Given request - Copy every item below word for word, leaving out the pictures.

Excerpted records -
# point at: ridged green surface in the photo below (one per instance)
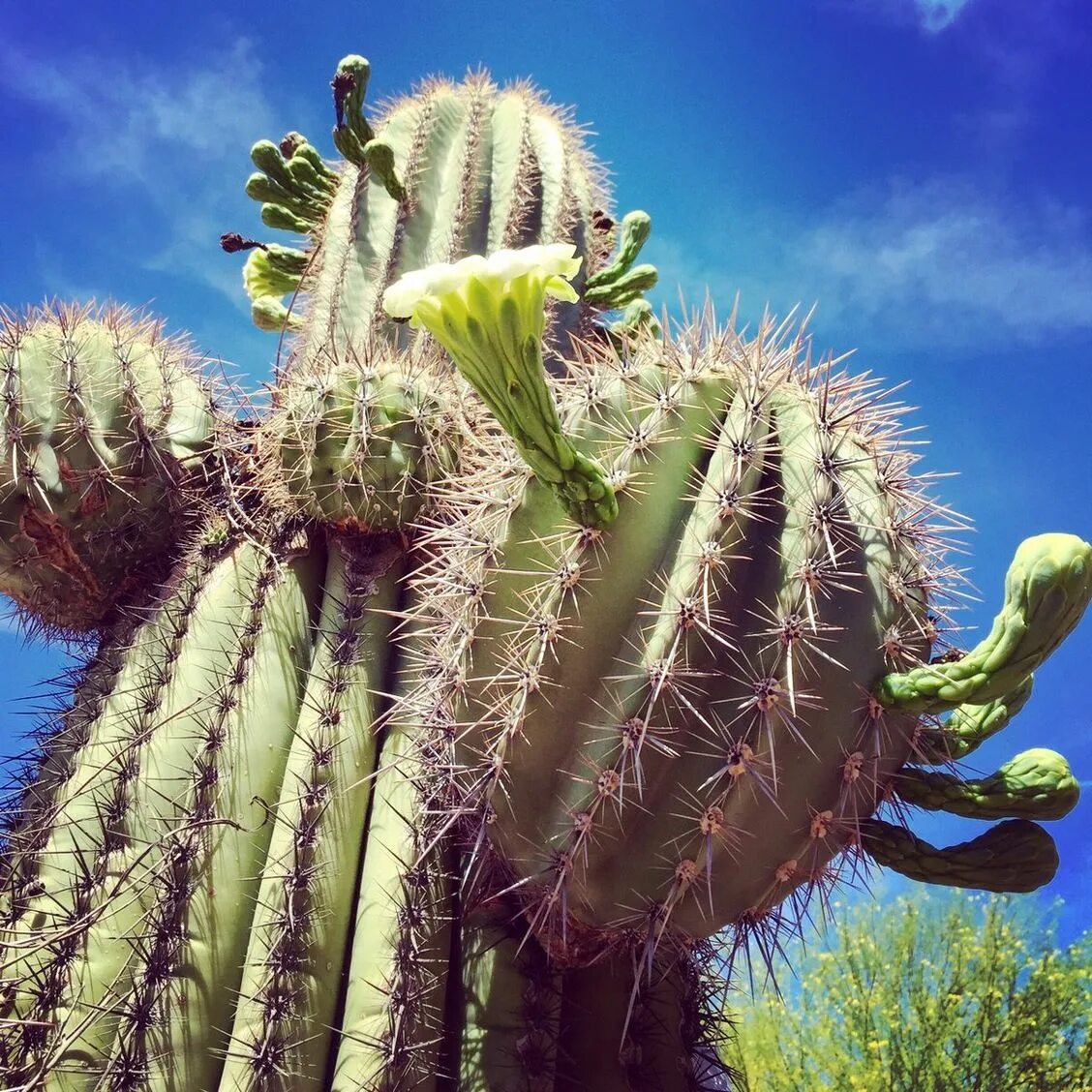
(655, 714)
(485, 168)
(103, 423)
(428, 767)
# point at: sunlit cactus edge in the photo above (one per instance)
(460, 719)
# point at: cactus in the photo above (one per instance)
(513, 653)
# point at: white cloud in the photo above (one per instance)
(176, 136)
(930, 15)
(936, 15)
(916, 262)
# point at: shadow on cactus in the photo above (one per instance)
(515, 652)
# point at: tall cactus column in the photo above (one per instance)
(514, 654)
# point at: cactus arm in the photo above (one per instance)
(288, 1005)
(623, 1025)
(361, 446)
(513, 1007)
(401, 939)
(224, 775)
(163, 782)
(1037, 784)
(104, 425)
(1046, 590)
(1016, 855)
(970, 725)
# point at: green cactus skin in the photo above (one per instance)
(455, 169)
(418, 773)
(360, 445)
(640, 698)
(1037, 784)
(1016, 855)
(105, 424)
(970, 725)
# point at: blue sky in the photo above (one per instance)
(919, 168)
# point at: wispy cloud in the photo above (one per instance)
(930, 15)
(914, 263)
(936, 15)
(173, 136)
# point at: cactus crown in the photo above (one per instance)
(500, 667)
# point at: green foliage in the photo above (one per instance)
(932, 994)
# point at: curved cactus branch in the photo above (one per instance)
(1037, 784)
(1016, 855)
(970, 725)
(1046, 590)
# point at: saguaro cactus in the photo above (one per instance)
(517, 651)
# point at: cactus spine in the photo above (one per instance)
(487, 683)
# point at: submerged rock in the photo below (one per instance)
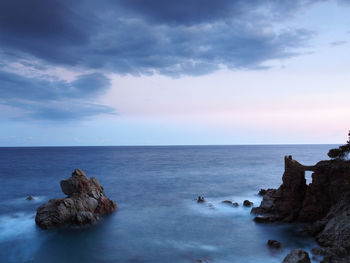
(30, 198)
(247, 203)
(274, 244)
(200, 199)
(85, 203)
(297, 256)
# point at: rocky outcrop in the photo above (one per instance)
(323, 206)
(84, 204)
(274, 244)
(297, 256)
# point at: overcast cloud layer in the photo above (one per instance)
(176, 38)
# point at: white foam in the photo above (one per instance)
(16, 225)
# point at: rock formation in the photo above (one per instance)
(274, 244)
(297, 256)
(84, 204)
(323, 205)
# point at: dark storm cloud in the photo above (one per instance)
(53, 100)
(189, 37)
(134, 36)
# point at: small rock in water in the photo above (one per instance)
(262, 192)
(297, 256)
(247, 203)
(200, 199)
(30, 198)
(85, 203)
(274, 244)
(317, 251)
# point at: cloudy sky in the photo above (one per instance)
(135, 72)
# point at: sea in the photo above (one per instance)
(155, 187)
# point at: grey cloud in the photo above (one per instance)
(54, 100)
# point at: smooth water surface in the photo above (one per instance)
(155, 187)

Task output -
# point at: ridged green surface in the photo below (one per instance)
(655, 714)
(485, 168)
(103, 423)
(428, 767)
# point at: sunlit cactus edge in the photo above (one per instance)
(460, 719)
# point at: cactus in the photo above (one per instance)
(513, 653)
# point at: white cloud in the photo above (one per instance)
(176, 136)
(930, 15)
(936, 15)
(916, 262)
# point at: shadow on cactus in the photo above (one per instance)
(515, 652)
# point at: tall cactus column in the photo above (one per instance)
(514, 654)
# point at: cactus arm in the photo above (one per instance)
(288, 1005)
(623, 1025)
(361, 446)
(513, 1007)
(401, 939)
(224, 775)
(163, 782)
(1037, 784)
(104, 425)
(1046, 590)
(1016, 855)
(970, 725)
# point at: green cactus skin in the photo above (one per instance)
(455, 169)
(418, 773)
(360, 445)
(640, 698)
(1037, 784)
(1016, 855)
(105, 424)
(970, 725)
# point at: blue sky in the photo above (one per instance)
(919, 168)
# point at: wispy cloud in the photo above (one per instance)
(930, 15)
(914, 263)
(936, 15)
(173, 136)
# point at: cactus crown in the photo above (one per instance)
(500, 667)
# point at: green foliage in the photo above (one per instance)
(932, 994)
# point at: curved cactus branch in the photo above (one per instance)
(1037, 784)
(1016, 855)
(970, 725)
(1046, 590)
# point at: saguaro cactus in the photo above (one per instance)
(517, 651)
# point at: cactus spine in the photo above (one per instance)
(487, 683)
# point at: submerged rock in the photo below (one per instance)
(30, 198)
(247, 203)
(274, 244)
(200, 199)
(85, 203)
(297, 256)
# point at: rocky outcrop in the photo above (one per instance)
(323, 206)
(84, 204)
(274, 244)
(297, 256)
# point at: overcast cloud layer in the photo above (one per instance)
(176, 38)
# point at: white foam in the photo above (one per instance)
(16, 225)
# point at: rock formation in the photo above (one per instance)
(274, 244)
(297, 256)
(84, 204)
(323, 205)
# point at: dark storm cloud in the photo above (one per instance)
(53, 100)
(189, 37)
(134, 36)
# point at: small rock in water in the photo above (one per instance)
(262, 192)
(297, 256)
(247, 203)
(200, 199)
(30, 198)
(85, 203)
(274, 244)
(317, 251)
# point at: cloudy sky in the photo above (one per instance)
(135, 72)
# point at: sea in the photo above (one per instance)
(155, 187)
# point at: grey cloud in the photo above (one per instance)
(54, 100)
# point at: smooth water surface in the photo above (one per instance)
(155, 187)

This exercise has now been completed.